**Reading passage:**
>>>>

The long-term goal of this research project is to study the role of AIF in cardiac apoptosis. Although the caspases are thought to be central mediators of the apoptotic program, our preliminary studies have demonstrated that adult cardiomyocytes are both resistant to caspase-dependent apoptosis, and exhibit a significant activation of apoptosis inducing factor (AIF), a prototypical factor involved in caspase-independent apoptosis, under apoptotic stimulation. The role of caspase-independent apoptosis in heart is poorly understood. However, we have found that transgenic mice with cardiac-specific expression of the caspase inhibitor, CrmA, exhibit significant AIF activation after ischemia/reperfusion (I/R). As a result, despite the complete inhibition of caspase activity, there is only a partial inhibition of myocardial damage. However, the concurrent inhibition of PARP-1 inhibits AIF activation and provides more effective cardioprotection after I/R in CrmA mice. These findings suggest that AIF-induced apoptosis may have a significant role in causing cell death in cardiovascular insults. Our hypothesis is that AIF is a principal mediator of caspase-independent pathways in cardiac apoptosis, and that the inhibition of AIF activation will be important for achieving a complete and effective anti-apoptotic therapy in heart.

<<<<

**Collected data entries:**
>>>>

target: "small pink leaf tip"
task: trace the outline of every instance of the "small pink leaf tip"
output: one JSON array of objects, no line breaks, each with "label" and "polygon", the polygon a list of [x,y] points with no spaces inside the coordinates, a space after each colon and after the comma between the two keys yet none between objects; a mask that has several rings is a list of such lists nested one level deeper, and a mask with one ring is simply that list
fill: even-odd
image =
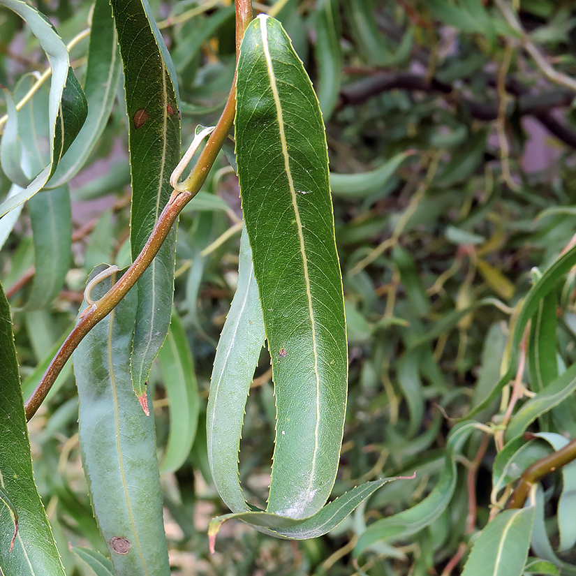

<<<<

**Work instruction 1:** In the research summary on AIF, what happens in the transgenic CrmA mice when PARP-1 is inhibited at the same time after ischemia/reperfusion?
**Work instruction 2:** Write a continuation of the research summary on AIF, starting after its final sentence.

**Exercise result 1:** AIF activation is inhibited and the heart gets more effective cardioprotection.

**Exercise result 2:**
In Specific Aim 1, we will examine the presence of and conditions for AIF-induced cardiac apoptosis in vitro. First, we will investigate whether apoptotic stimuli known to cause caspase-dependent apoptosis also activate AIF. Next, we will determine if the activation of AIF is increased in the setting of caspase inhibition.
In Specific Aim 2, we will investigate the regulation of AIF-induced cardiac apoptosis and inhibitory strategies in cardiomyocytes in vitro. First we will examine how the subcellular localization of AIF is related to its apoptotic properties. In these experiments, we will generate AIF deficient adult cardiomyocytes by overexpressing siRNA sequence specific for rat AIIF, and use them to examine the effect of reconstituting AIF mutants that possess specific subcellular characteristics. Then, we will determine whether PARP-1 activation is necessary for AIF release in cardiomyocytes.
In Specific Aim 3, we will identify the role of AIF-induced apoptosis in heart, and identify effective strategies for inhibiting AIF-induced apoptosis in vivo. We will first examine the contribution of AIF-induced apoptosis during I/R in mouse heart in vivo. We will then explore a mechanism and a strategy for inhibiting AIF activation using PARP-1 inhibition in I/R-induced cardiac apoptosis in vivo.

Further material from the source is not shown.